[TASK INSTRUCTIONS]
(A) In the bylaws excerpt, which of these statements agree with the text: (i) any Director may appoint committee chairs, (ii) a committee may amend the Bylaws, (iii) committee chairs receive administrative access to the website without any approval? Answer yes or no for each and quote the deciding words.
(B) Can you swap "fundraising" for "outreach" in the bylaws excerpt and write out the stretch from "Section 12 –" through "Board of Directors." with that change?

[PASSAGE]
— start —
Section 12 – Compensation of Employees: The Board of Directors shall hire and fix the compensation of any and all employees which they at their discretion may determine to be necessary for the conduct of the business of the organization.
Article 5 – Committees
Section 1 – The Board may create committees as needed, such as fundraising, public relations, and program committees. Any Director may appoint committee chairs.
Section 2 – No committee shall have any power to fill vacancies on the Board, adopt, amend, or repeal the Bylaws, amend or repeal any resolution of the Board, or act on matters committed by the Bylaws or resolution of the Board to another committee of the Board.
Section 3 – Committee chairs may have administrative access to the website to perform their roles effectively if approved by a simple majority of a quorum of the Board of Directors.
— end —
[DATA SHOWN]
— start —
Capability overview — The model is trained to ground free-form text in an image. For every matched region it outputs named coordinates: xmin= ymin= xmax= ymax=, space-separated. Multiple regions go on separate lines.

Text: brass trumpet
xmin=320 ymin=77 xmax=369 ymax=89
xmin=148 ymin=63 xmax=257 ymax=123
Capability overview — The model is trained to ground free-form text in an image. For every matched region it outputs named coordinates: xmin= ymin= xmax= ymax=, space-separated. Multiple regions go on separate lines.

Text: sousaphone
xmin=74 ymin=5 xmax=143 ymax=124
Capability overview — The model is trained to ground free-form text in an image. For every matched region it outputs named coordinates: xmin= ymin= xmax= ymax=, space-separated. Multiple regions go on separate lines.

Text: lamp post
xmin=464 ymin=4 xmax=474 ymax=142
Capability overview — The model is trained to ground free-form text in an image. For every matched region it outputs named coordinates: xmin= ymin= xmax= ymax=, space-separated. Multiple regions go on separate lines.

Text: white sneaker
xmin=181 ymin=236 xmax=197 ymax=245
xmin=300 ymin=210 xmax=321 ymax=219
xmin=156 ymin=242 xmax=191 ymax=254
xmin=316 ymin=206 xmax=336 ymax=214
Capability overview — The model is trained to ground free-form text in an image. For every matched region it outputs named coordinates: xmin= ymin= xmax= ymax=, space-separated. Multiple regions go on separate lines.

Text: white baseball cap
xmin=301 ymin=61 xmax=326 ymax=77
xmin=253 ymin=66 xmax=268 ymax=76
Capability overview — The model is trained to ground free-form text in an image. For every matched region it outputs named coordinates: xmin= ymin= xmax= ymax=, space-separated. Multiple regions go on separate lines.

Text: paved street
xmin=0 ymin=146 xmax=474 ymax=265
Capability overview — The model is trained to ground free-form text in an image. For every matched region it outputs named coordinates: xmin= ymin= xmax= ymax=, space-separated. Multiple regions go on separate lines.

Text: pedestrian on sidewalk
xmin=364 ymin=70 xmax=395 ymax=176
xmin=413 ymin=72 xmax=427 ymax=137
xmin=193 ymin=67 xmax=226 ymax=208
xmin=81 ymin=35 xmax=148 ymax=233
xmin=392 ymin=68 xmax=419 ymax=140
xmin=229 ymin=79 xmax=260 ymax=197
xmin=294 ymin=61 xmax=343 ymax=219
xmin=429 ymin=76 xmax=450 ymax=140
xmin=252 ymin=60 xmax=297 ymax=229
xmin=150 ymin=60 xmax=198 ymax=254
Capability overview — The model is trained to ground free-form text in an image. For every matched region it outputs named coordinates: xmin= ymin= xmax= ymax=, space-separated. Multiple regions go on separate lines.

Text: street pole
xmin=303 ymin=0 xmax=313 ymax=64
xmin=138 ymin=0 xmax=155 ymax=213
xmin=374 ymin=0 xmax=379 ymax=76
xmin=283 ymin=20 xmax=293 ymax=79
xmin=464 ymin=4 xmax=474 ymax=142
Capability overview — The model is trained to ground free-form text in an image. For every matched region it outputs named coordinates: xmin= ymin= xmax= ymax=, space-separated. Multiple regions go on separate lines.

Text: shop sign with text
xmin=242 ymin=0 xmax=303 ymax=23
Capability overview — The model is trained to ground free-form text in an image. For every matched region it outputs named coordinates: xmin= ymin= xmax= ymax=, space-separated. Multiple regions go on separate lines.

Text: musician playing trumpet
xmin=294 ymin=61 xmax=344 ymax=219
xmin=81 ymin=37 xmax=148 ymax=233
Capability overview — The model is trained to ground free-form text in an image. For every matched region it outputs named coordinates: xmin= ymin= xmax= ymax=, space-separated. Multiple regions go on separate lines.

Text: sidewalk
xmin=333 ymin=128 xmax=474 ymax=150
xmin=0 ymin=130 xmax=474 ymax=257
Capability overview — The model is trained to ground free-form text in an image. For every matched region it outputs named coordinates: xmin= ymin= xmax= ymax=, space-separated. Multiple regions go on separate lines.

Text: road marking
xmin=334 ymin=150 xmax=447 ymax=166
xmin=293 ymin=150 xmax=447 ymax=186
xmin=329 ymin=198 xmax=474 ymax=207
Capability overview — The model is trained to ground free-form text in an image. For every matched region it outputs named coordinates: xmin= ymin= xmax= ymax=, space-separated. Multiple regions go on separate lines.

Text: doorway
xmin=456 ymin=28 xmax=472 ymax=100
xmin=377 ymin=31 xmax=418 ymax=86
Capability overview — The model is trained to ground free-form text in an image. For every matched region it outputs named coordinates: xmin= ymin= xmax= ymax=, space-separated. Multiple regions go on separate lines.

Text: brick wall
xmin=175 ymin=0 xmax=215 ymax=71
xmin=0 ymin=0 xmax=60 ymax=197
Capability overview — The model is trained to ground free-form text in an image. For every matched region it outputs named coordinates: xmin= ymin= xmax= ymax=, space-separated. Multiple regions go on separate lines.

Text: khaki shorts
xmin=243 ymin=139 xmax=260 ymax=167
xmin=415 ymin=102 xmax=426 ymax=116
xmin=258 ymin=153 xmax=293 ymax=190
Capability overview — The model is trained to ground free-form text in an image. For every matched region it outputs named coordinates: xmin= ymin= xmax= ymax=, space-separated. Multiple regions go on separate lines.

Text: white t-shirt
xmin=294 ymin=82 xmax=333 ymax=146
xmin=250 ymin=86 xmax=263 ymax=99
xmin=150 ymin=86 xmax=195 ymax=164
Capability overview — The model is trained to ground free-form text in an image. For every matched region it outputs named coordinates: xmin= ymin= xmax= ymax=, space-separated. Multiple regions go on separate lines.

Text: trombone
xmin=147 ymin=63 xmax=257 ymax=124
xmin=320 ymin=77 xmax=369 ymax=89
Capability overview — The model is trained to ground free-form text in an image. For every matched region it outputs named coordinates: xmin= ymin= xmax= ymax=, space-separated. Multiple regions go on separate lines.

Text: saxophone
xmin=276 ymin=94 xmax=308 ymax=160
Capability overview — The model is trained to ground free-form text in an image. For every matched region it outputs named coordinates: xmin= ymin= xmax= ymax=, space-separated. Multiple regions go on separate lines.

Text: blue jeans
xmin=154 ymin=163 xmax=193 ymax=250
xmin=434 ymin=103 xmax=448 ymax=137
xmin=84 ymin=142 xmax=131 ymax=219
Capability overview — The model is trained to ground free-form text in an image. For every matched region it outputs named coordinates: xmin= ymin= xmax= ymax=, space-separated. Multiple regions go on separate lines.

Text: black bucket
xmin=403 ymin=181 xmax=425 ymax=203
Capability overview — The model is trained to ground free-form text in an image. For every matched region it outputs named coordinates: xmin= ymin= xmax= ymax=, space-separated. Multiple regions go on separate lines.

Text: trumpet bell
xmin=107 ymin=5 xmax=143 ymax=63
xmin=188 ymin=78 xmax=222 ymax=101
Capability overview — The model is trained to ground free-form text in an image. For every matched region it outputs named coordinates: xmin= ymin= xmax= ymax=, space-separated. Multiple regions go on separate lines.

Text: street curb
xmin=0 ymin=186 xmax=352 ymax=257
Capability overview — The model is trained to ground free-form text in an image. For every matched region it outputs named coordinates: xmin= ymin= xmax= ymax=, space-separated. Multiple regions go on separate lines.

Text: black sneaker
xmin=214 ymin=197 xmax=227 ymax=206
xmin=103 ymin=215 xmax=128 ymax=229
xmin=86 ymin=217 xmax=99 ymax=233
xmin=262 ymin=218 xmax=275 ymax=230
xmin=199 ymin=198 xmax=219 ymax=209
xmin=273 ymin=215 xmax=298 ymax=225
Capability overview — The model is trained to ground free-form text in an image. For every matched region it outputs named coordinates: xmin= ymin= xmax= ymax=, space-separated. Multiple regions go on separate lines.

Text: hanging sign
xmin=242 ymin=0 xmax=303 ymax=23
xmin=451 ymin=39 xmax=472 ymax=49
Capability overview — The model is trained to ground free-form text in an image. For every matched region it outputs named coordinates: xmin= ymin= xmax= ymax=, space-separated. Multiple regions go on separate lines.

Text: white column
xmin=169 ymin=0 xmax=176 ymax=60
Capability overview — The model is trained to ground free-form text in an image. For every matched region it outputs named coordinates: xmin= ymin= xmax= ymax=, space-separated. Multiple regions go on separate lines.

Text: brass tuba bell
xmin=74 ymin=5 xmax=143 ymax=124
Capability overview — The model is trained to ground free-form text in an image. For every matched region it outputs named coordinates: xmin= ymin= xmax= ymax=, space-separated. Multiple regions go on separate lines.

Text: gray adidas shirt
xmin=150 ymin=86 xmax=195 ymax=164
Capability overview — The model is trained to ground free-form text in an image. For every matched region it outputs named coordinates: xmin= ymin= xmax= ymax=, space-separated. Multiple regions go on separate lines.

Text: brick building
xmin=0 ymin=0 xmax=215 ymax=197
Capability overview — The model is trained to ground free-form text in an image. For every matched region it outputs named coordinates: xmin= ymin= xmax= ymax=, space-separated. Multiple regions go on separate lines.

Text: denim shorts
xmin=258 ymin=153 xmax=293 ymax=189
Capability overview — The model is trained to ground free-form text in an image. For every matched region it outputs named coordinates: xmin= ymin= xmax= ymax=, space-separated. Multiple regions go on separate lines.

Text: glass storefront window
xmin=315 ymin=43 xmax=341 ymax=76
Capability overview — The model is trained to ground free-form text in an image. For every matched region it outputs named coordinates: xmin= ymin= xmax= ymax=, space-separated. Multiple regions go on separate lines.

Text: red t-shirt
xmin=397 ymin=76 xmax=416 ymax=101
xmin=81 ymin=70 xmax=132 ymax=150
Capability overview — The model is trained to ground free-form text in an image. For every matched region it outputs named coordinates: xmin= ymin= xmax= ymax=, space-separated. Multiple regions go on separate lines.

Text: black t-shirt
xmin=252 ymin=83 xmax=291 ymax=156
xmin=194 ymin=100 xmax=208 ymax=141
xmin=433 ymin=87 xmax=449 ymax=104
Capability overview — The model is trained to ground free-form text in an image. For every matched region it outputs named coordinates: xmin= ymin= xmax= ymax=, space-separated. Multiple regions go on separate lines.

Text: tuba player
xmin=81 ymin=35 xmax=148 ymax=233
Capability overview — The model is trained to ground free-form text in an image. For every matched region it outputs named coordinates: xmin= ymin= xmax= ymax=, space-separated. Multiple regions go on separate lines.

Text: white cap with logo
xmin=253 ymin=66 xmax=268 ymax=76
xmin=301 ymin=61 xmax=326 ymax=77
— end —
[IN RESPONSE]
(A)
(i) Yes: "Any Director may appoint committee chairs."
(ii) No: "No committee shall have any power to fill vacancies on the Board, adopt, amend, or repeal the Bylaws"
(iii) No: "if approved by a simple majority of a quorum of the Board of Directors"

(B)
Section 12 – Compensation of Employees: The Board of Directors shall hire and fix the compensation of any and all employees which they at their discretion may determine to be necessary for the conduct of the business of the organization.
Article 5 – Committees
Section 1 – The Board may create committees as needed, such as outreach, public relations, and program committees. Any Director may appoint committee chairs.
Section 2 – No committee shall have any power to fill vacancies on the Board, adopt, amend, or repeal the Bylaws, amend or repeal any resolution of the Board, or act on matters committed by the Bylaws or resolution of the Board to another committee of the Board.
Section 3 – Committee chairs may have administrative access to the website to perform their roles effectively if approved by a simple majority of a quorum of the Board of Directors.